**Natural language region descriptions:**
* * *

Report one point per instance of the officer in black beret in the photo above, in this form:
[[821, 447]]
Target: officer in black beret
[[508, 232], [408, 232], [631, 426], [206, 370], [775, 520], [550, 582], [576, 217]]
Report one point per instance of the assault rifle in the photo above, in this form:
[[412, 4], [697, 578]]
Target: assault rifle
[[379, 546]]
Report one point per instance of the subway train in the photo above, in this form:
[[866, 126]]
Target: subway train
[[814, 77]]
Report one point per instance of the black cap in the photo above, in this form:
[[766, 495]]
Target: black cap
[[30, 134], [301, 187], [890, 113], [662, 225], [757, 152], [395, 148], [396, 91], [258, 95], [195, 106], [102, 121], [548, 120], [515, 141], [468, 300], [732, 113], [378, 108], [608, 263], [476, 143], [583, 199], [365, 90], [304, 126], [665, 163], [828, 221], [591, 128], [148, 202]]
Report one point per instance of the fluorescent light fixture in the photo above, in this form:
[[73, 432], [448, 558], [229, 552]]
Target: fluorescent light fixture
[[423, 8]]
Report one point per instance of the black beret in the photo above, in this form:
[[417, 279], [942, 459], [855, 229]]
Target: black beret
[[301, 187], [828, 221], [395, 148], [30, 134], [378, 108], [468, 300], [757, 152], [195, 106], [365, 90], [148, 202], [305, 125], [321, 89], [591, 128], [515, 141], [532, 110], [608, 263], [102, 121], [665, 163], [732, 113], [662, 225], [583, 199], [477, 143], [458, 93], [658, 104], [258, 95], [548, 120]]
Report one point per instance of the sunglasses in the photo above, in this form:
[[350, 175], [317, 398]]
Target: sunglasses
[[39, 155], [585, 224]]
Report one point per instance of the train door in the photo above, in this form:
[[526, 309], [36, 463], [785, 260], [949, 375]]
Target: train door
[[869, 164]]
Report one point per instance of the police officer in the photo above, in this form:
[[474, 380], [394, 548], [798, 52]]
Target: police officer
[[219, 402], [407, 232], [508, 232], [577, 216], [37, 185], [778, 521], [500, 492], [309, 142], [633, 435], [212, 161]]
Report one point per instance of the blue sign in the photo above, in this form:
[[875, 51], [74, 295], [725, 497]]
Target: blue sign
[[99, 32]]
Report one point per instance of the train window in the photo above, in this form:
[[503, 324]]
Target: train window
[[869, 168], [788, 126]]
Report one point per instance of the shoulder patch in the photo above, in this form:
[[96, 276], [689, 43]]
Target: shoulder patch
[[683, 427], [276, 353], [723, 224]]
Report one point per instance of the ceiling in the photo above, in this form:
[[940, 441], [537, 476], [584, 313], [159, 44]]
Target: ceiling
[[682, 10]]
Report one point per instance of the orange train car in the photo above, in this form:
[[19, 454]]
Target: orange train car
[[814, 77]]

* * *

**Problem to work on:**
Above are the records. Print exactly, and only, the lines from the line with "Target: black beret" to the line with "[[474, 380], [394, 548], [798, 52]]", both inclusive.

**Reply:**
Target: black beret
[[301, 187], [828, 221], [395, 148], [30, 134], [378, 108], [468, 300], [757, 152], [195, 106], [365, 90], [148, 202], [305, 125], [321, 89], [591, 128], [515, 141], [532, 110], [608, 263], [102, 121], [665, 163], [732, 113], [662, 225], [583, 199], [477, 143], [458, 93], [658, 104], [258, 95], [548, 120]]
Report one point per instance of the sunglasses in the photo above, in this form:
[[350, 175], [317, 398]]
Target: sunglasses
[[39, 155], [585, 224]]
Report one point per instance of the train door in the photo above, in this form:
[[526, 309], [36, 463], [785, 260], [949, 375]]
Target: train door
[[869, 164]]
Report one point per instance of the police officer in the photo above, in this form:
[[474, 380], [394, 548], [798, 52]]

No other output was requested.